Instructions for the task. Reproduce every one of the following records verbatim, keeping each line unchanged and in its original order.
===== Material supplied =====
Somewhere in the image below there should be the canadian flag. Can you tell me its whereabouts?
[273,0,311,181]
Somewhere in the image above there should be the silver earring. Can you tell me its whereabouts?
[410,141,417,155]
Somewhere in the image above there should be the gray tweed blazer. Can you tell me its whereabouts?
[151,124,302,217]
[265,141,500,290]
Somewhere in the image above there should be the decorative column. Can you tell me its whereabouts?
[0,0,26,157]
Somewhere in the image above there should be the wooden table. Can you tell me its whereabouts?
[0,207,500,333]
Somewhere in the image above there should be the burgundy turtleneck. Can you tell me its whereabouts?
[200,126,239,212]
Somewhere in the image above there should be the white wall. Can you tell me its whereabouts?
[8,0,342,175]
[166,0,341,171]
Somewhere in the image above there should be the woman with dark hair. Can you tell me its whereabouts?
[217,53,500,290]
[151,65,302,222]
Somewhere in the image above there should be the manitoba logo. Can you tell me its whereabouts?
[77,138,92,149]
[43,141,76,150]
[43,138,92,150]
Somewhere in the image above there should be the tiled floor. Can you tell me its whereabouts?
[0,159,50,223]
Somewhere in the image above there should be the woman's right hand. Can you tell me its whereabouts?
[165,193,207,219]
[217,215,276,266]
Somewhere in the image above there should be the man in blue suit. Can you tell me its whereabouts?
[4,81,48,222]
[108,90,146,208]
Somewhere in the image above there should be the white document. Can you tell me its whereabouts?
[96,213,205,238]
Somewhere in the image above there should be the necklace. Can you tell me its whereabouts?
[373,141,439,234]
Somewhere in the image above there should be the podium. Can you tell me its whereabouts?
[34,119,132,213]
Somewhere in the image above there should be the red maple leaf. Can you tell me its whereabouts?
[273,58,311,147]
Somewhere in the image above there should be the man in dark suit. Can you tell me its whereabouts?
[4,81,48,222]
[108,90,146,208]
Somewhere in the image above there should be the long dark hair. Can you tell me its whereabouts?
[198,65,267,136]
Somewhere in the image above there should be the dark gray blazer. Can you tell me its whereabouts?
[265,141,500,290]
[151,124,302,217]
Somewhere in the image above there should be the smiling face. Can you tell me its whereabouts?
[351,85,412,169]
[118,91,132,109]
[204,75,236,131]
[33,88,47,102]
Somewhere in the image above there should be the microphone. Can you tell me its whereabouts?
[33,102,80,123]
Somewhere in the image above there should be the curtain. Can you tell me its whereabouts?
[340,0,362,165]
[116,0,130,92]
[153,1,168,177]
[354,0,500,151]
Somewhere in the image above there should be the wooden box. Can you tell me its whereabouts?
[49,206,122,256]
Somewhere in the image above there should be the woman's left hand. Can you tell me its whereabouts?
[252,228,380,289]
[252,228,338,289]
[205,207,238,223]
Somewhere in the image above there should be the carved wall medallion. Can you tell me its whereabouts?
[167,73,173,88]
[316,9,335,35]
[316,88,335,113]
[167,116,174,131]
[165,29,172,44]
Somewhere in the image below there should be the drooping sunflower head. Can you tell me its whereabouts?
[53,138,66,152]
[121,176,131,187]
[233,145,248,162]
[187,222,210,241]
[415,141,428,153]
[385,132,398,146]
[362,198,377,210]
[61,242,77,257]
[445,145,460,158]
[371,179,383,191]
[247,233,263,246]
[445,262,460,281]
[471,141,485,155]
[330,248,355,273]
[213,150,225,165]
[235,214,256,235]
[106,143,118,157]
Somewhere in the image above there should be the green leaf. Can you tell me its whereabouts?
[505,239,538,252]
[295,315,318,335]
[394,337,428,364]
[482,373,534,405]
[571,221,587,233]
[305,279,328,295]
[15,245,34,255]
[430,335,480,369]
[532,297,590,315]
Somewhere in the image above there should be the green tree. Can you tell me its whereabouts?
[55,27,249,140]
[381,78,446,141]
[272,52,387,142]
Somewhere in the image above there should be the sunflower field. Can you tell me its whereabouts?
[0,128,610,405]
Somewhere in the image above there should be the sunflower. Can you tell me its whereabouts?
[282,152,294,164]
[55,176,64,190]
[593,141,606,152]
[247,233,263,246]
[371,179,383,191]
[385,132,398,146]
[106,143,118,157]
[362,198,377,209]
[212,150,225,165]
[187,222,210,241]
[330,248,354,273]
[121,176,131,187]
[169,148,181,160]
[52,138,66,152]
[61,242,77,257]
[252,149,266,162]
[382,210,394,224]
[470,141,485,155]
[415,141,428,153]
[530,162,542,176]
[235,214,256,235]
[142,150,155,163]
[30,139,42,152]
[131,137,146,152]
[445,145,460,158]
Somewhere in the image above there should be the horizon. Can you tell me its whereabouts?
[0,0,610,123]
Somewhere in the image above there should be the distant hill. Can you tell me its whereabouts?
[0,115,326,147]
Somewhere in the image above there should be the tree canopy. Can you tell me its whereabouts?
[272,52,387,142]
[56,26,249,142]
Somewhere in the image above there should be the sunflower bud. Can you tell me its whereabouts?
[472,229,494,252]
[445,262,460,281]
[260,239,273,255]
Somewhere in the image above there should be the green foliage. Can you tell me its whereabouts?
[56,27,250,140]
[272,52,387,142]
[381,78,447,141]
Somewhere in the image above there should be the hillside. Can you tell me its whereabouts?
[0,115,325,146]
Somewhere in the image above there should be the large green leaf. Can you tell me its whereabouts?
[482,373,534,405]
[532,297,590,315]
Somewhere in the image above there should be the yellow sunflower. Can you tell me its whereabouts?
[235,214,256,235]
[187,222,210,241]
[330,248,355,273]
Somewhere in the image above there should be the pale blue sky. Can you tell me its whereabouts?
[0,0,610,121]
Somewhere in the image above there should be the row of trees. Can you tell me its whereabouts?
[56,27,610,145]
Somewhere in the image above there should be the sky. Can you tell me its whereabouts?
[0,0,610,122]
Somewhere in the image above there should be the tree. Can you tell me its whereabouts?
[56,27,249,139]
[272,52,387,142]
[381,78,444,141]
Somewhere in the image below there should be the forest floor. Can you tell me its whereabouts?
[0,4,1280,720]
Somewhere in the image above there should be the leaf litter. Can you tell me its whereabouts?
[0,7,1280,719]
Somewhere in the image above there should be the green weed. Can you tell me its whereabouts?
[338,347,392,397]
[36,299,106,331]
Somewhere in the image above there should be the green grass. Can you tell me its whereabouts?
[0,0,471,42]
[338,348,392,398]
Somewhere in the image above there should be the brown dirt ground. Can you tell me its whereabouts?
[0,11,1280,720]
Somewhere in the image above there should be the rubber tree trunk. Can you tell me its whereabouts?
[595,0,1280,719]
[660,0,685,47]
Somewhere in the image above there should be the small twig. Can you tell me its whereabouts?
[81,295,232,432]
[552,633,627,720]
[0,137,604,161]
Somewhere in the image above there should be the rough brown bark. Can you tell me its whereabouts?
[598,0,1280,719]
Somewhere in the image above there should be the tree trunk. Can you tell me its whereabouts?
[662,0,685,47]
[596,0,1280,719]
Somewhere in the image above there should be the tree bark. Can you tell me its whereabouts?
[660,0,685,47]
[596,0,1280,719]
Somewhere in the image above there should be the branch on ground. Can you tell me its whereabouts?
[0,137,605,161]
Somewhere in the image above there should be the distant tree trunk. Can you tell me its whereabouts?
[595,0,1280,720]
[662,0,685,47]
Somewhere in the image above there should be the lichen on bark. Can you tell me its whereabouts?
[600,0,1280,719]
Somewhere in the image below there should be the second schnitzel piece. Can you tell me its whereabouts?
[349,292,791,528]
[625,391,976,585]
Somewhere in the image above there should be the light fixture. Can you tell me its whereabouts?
=====
Exercise output.
Somewhere in the image below there should be the canadian flag. Can you tell me its whereabouts?
[273,0,311,181]
Somewhere in the image above there should be the silver earring. Can you tell me its whereabouts?
[410,141,417,155]
Somewhere in the image above there should be the gray tweed blazer. Can you tell me its whereabouts?
[151,124,302,217]
[265,141,500,290]
Somewhere in the image above there should be the decorative column. Can you tell me its whereabouts?
[0,0,26,157]
Somewhere in the image above there should be the wooden table. Can you tell me its whereabouts?
[0,207,500,333]
Somewhere in the image above there should be the burgundy turtleneck. Can you tell me its whereabouts?
[200,126,239,212]
Somewhere in the image above there should be the white wall. Can you tell me its whereabouts?
[8,0,342,175]
[166,0,341,171]
Somewhere in the image above there should be the woman with dark hair. Can you tell me its whereabouts?
[217,53,500,290]
[151,65,302,222]
Somewhere in the image above there should be the manitoba logo. Can you tell me its whereabouts?
[77,138,92,149]
[43,141,76,150]
[43,138,92,150]
Somewhere in the image above there should be the tiled floor. Can you tell me its whereabouts?
[0,159,50,223]
Somewhere in the image above there should be the woman's right hand. Can you tell me its whereabouts?
[165,193,207,219]
[217,215,276,266]
Somewhere in the image above there should be the man in blue suit. Can you tell me its whereabouts?
[4,81,48,222]
[108,90,146,208]
Somewhere in the image above there should be the white document. Can you tell me its whereabouts?
[96,213,205,238]
Somewhere in the image above there should be the necklace. Can you tell me its whereabouts?
[373,141,439,234]
Somewhere in the image above there should be the podium. Can you tell me its whereabouts?
[34,119,132,213]
Somewhere in the image above there should be the red maple leaf. Can you tell me its whereabouts?
[273,58,311,147]
Somewhere in the image above there should be the man in dark suit. Can you tell me its whereabouts?
[4,81,48,222]
[108,90,146,208]
Somewhere in the image above there should be the long dark hair. Can you tell me its whereabouts?
[198,65,267,136]
Somewhere in the image above there should be the dark gray blazer. Can you tell me its whereabouts?
[265,141,500,290]
[151,124,302,217]
Somewhere in the image above there should be the smiling face. Can you tell me its whereabouts?
[351,85,412,169]
[118,91,132,109]
[204,75,236,131]
[33,88,47,102]
Somewhere in the image above there should be the microphone. Can you tell me its whereabouts?
[33,102,80,123]
Somewhere in the image above there should be the curtain. Can you tell me its whereabouts?
[340,0,362,165]
[116,0,130,92]
[153,1,168,177]
[354,0,500,151]
Somewhere in the image above there should be the wooden box. Can you tell me its whereabouts?
[49,206,122,256]
Somewhere in the image above there should be the woman's left hand. Can you tell me its whereabouts?
[252,228,380,289]
[252,228,338,289]
[205,207,238,223]
Somewhere in the image above there should be the carved wall medallion. Can you tell me its whereabouts?
[167,73,173,88]
[316,9,335,35]
[316,88,335,113]
[167,116,174,131]
[165,29,172,44]
Somewhere in the image below there should be the drooping sunflower head. Can you tell me its whereabouts?
[53,138,66,152]
[121,176,131,187]
[233,145,248,162]
[187,222,210,241]
[415,141,428,153]
[385,132,398,146]
[362,198,377,210]
[61,242,77,257]
[445,145,460,158]
[371,179,383,191]
[247,233,263,246]
[445,262,460,281]
[471,141,485,155]
[330,248,355,273]
[213,150,225,165]
[235,214,256,235]
[106,143,118,157]
Somewhere in the image above there should be the green leaf. Can you tell me its whereabouts?
[505,239,538,252]
[295,315,318,335]
[394,337,428,364]
[482,373,534,405]
[571,221,587,233]
[305,279,328,295]
[15,245,34,255]
[430,335,480,369]
[532,297,590,315]
Somewhere in the image above there should be the green tree. Can you tell me its whereabouts?
[55,27,249,140]
[381,78,446,141]
[272,52,387,142]
Somewhere in the image above there should be the sunflower field. Can you tell me its whereabouts?
[0,128,610,405]
Somewhere in the image above there should be the sunflower. Can you tell me its whereabouts?
[282,152,294,164]
[55,176,64,190]
[593,141,606,152]
[247,233,263,246]
[371,179,383,191]
[385,132,398,146]
[106,143,118,157]
[362,198,377,209]
[212,150,225,165]
[187,222,210,241]
[330,248,354,273]
[121,176,131,187]
[169,148,181,160]
[52,138,66,152]
[61,242,77,257]
[252,149,266,162]
[382,210,394,224]
[470,141,485,155]
[415,141,428,153]
[530,162,542,176]
[235,214,256,235]
[142,150,155,163]
[30,139,42,152]
[131,137,146,152]
[445,145,460,158]
Somewhere in the image above there should be the horizon. Can you tell me its whereabouts?
[0,0,610,123]
Somewhere in the image above there should be the distant hill. Can you tell me its whereabouts?
[0,115,326,147]
Somewhere in the image above there should be the tree canopy. Can you tell me its whereabouts?
[272,52,387,142]
[56,26,249,142]
Somewhere in the image above there should be the sunflower bud. Can you tell me its whereabouts?
[472,229,494,252]
[445,262,460,281]
[260,239,273,255]
Somewhere in the image above there should be the green foliage. Can you tell me its whereabouts?
[56,27,250,140]
[272,52,387,142]
[381,78,447,141]
Somewhere in the image above there should be the hillside. Can you tell me its whereabouts?
[0,115,325,146]
Somewhere in the image above there should be the large green leaf. Can you tell me its whereabouts?
[482,373,534,405]
[532,297,590,315]
Somewhere in the image above there should be the yellow sunflower. Can you tell me its whereabouts?
[235,214,256,235]
[187,222,210,241]
[330,248,355,273]
Somewhere in the image above there should be the pale blue sky. Can you tell me its whereabouts?
[0,0,610,121]
Somewhere in the image above there should be the row of trees. Can you tell me its whereabouts?
[56,27,610,145]
Somewhere in the image above there should be the sky. Can you tell me its whereabouts?
[0,0,610,122]
Somewhere in the image above there should be the tree. Can you tell me its whereabouts?
[56,27,249,139]
[272,52,387,142]
[381,78,444,141]
Somewhere in the image below there should be the forest floor. Can you tell me its whereabouts?
[0,4,1280,720]
Somewhere in the image above there should be the leaf litter. Can you tell me its whereabouts?
[0,7,1280,719]
Somewhere in the image above there should be the green weed. Can you tell me its whereabouts?
[338,347,392,397]
[36,299,106,331]
Somewhere in the image above there should be the green grass. Can you tell me its whereabouts?
[0,0,471,42]
[338,348,392,398]
Somewhere in the image above there should be the brown dirt ground. Can you tell me its whereabouts?
[0,11,1280,720]
Somewhere in the image above there should be the rubber tree trunk. Can you tell me its whereabouts?
[595,0,1280,719]
[660,0,685,47]
Somewhere in the image above there should be the small twig. Can you tell me its whereabouts?
[81,295,232,432]
[552,633,627,720]
[0,137,604,161]
Somewhere in the image above there should be the rough brown bark. Can you tell me its whereabouts?
[598,0,1280,719]
Somewhere in the image above there should be the tree trunk. Can you tell me its whereabouts?
[662,0,685,47]
[596,0,1280,719]
Somewhere in the image above there should be the tree bark. Can you tell me its whereabouts?
[660,0,685,47]
[596,0,1280,719]
Somewhere in the image above there should be the branch on ground. Can you tell me its whereabouts?
[0,137,605,161]
Somewhere in the image above there should be the distant tree trunk. Can you tell me its whereabouts?
[595,0,1280,720]
[662,0,685,47]
Somewhere in the image above there should be the lichen on bark. Can you tell me its whereabouts?
[600,0,1280,719]
Somewhere in the image below there should be the second schnitzel piece. Can you tell me its whereabouts?
[349,292,791,528]
[625,391,976,585]
Somewhere in the image above there should be the light fixture. Can you tell me its whereabouts?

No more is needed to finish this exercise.